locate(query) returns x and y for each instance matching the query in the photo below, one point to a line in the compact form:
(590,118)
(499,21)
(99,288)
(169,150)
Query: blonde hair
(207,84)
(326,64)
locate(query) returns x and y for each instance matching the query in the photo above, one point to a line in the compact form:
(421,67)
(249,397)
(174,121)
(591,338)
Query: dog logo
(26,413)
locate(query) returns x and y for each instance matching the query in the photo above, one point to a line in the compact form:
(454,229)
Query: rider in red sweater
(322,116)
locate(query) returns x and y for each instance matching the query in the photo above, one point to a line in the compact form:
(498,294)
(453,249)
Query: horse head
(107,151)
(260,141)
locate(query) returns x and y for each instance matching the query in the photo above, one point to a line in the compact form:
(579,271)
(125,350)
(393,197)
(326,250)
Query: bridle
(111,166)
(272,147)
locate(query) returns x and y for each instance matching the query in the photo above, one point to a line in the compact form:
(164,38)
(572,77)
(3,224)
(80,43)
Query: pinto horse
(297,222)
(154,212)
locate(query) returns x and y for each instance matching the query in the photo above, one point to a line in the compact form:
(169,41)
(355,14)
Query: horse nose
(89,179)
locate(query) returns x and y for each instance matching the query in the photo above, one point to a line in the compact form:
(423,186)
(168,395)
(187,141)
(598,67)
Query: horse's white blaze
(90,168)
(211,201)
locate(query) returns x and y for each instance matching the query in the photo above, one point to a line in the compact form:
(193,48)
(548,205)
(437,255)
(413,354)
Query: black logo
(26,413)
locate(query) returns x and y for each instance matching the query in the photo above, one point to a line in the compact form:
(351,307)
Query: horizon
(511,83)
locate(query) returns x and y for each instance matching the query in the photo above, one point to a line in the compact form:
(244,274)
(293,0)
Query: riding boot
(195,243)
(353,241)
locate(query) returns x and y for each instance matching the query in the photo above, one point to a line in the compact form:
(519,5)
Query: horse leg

::::

Write out the entries above word for word.

▶ _Expected answer_
locate(query) returns x and y for each instance matching the query in the photo below, one point to a line in the compact form:
(590,118)
(499,21)
(99,288)
(169,150)
Query: blonde hair
(207,84)
(326,64)
locate(query) returns x and y for each instance matching the query in the photo above, one point to a line in the compact form:
(421,67)
(249,397)
(174,121)
(591,338)
Query: dog logo
(26,413)
locate(query) returns x and y for each instance matching the query in the photo above, one point to a line in the compact form:
(454,229)
Query: rider in red sweater
(322,116)
locate(query) returns x and y for each instance matching the query in the photo above, one point to a line in the compact form:
(498,294)
(453,249)
Query: horse head
(107,151)
(260,141)
locate(query) returns x and y for each instance matching the query in the photo above, one point to a line in the compact form:
(579,271)
(125,350)
(393,197)
(326,250)
Query: bridle
(111,166)
(272,147)
locate(query) returns x and y for each instance matching the query in the photo above, one point to a line in the compact form:
(164,38)
(572,77)
(3,224)
(80,43)
Query: pinto horse
(297,222)
(154,212)
locate(query) returns x and y for each instance matching the query in the photo above, one point to a line in the compact form:
(169,41)
(355,14)
Query: horse nose
(89,179)
locate(query) returns x and y for each instance matching the query in the photo above, one point to a line in the compact form:
(423,186)
(168,395)
(187,141)
(598,67)
Query: horse's white blaze
(90,168)
(211,201)
locate(query) returns x and y for each instance matching the query in the photo above, one point to a line in the compact form:
(193,48)
(548,205)
(437,255)
(413,354)
Query: black logo
(26,413)
locate(query) returns x and y for each instance matching the query in the photo above, one point to a line in the compact form:
(351,307)
Query: horizon
(511,83)
locate(query) returns x and y for each instance matching the query in the photo above, one point to a line in the compact form:
(244,274)
(293,0)
Query: riding boot
(195,243)
(353,241)
locate(query) returns x and y for each instance matching the query in the photo above, one point to a line in the compact form:
(519,5)
Query: horse leg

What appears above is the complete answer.